In 1960, Charlene Gaskill's boyfriend talked her into spending $1,700 on a new Volkswagen Bug.
Her father was dubious of car and boy. Who was this guy and who bought a German car over the quality of an American made? In the eternal cycle of children ignoring their parents, Charlene bought the car and married the boy. That was 348,380 miles and 19,833 days ago. Original engine, original husband. Today, she is 75 years old and he is 77, and they drive the Bug together almost every day.
George Gaskill knows how to keep a good thing going.
"You have to pay attention to the small things before they become a problem," he explained. "As soon as we saw any beginnings of rust we would take care of that right away. It's the same thing for our marriage all these years. We pay close attention to each other and take care of things long before they become a problem."
Charlene agreed. "That has been the main factor that has kept us happy together for 53 years of marriage," she said. "A lot of relationships are extremely strained and fall apart, sometimes because of general maintenance. You need to make sure that offenses are dealt with as they happen with forgiveness."
George makes a point of telling his wife every day: He doesn't just love her, he likes her. He is the only husband that goes to her piano club. She learned to love sailing. Every afternoon they have a coffee break together on the backyard swing.
George worked the same job for 33 years, as an Industrial Arts instructor at Dixie Hollins High School. When students found out he had lived in the same house, with the same wife, doing the same job, and driving the same car all that time they called him boring.

_What to do_
- a) In the article about the Gaskills and their Volkswagen Bug, list the things the final paragraph says George kept the same all that time.
- b) Quote the stretch of the Gaskill Volkswagen article from "Her father was" through "almost every day.".
- c) Extend the article about Charlene and George Gaskill's Volkswagen Bug, picking up after its final sentence.

_Data under study_

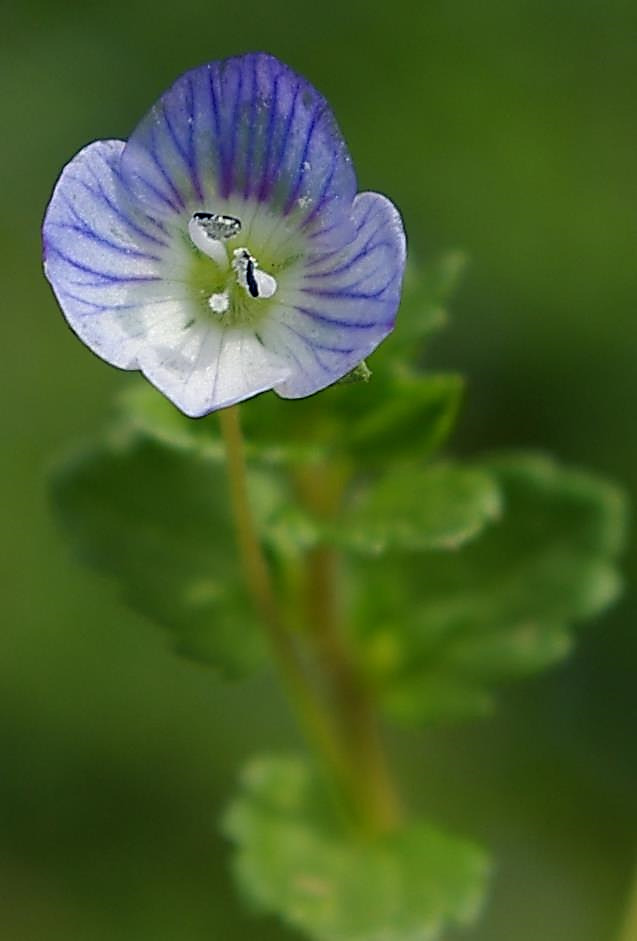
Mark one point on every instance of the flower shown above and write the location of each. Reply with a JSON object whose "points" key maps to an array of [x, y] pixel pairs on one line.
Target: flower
{"points": [[222, 250]]}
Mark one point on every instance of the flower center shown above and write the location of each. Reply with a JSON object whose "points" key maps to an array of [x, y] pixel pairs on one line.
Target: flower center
{"points": [[240, 280]]}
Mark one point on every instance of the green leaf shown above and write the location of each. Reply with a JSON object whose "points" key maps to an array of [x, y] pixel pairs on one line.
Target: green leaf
{"points": [[441, 629], [156, 519], [294, 857], [410, 415], [417, 508], [426, 292]]}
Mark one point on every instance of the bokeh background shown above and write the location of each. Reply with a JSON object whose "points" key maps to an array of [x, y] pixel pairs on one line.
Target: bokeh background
{"points": [[506, 128]]}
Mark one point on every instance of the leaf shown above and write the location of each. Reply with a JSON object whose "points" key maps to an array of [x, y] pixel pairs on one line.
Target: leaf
{"points": [[441, 629], [412, 416], [426, 292], [295, 858], [156, 519], [417, 508]]}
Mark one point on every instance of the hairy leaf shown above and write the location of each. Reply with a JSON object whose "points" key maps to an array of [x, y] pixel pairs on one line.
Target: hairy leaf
{"points": [[294, 857], [441, 629], [417, 508]]}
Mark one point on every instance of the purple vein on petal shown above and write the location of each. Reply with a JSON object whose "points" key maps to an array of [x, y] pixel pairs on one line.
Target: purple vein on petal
{"points": [[251, 132], [317, 113], [100, 194], [106, 276], [335, 321], [228, 173], [263, 186], [194, 168], [284, 140], [162, 170]]}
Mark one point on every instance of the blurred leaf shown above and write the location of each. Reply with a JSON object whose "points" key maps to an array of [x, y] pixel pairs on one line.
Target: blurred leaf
{"points": [[360, 373], [412, 418], [156, 519], [415, 508], [295, 858], [447, 626], [394, 415]]}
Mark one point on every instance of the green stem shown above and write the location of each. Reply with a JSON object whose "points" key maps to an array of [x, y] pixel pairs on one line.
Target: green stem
{"points": [[371, 783], [259, 584]]}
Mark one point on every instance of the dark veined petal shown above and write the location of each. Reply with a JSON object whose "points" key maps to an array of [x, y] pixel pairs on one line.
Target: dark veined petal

_Exercise responses_
- a)
- the same house
- the same wife
- the same job
- the same car

- b)
Her father was dubious of car and boy. Who was this guy and who bought a German car over the quality of an American made? In the eternal cycle of children ignoring their parents, Charlene bought the car and married the boy. That was 348,380 miles and 19,833 days ago. Original engine, original husband. Today, she is 75 years old and he is 77, and they drive the Bug together almost every day.

- c)
"I tell them they are so wrong. We are so blessed in this country. We have so many things, we tend to just discard them," he said. "I tell them it's important to take a second look at something and decide if you want to keep it. I think a lot of time we throw away things that are adding value to our lives. We do that with relationships. We do it mentally too. We kind of discard things in our thinking, or lower the value of things we believe in in our own mind, and we shouldn't do that."
"That's why the big tall oak trees have a deep root," Charlene added.
Their Bug has no air conditioning. It was built without a gas gauge. At every fill up, they write down their mileage in a small notebook, so they'll know when they next need gas. George has rebuilt the engine three times. The VW has had major accidents that sent it to the body shop. The maintenance has been constant, but is a small price to pay.
They took the Bug on their honeymoon. They brought their newborns home from the hospital in it. When their first son was potty training during a road trip vacation to Colorado, George pulled the back seat out, mounted a potty training seat on a board, placed a cushion over the hole, plopped their son on top and they finished potty training on the long drive. The Bug pulled a homecoming float for the same son in high school.
"The longer time you have something, be it a relationship or a car, the more experiences, the more things in common you have," George explained. "That's the real joy of our life. Everything we can remember doing, we remember doing together."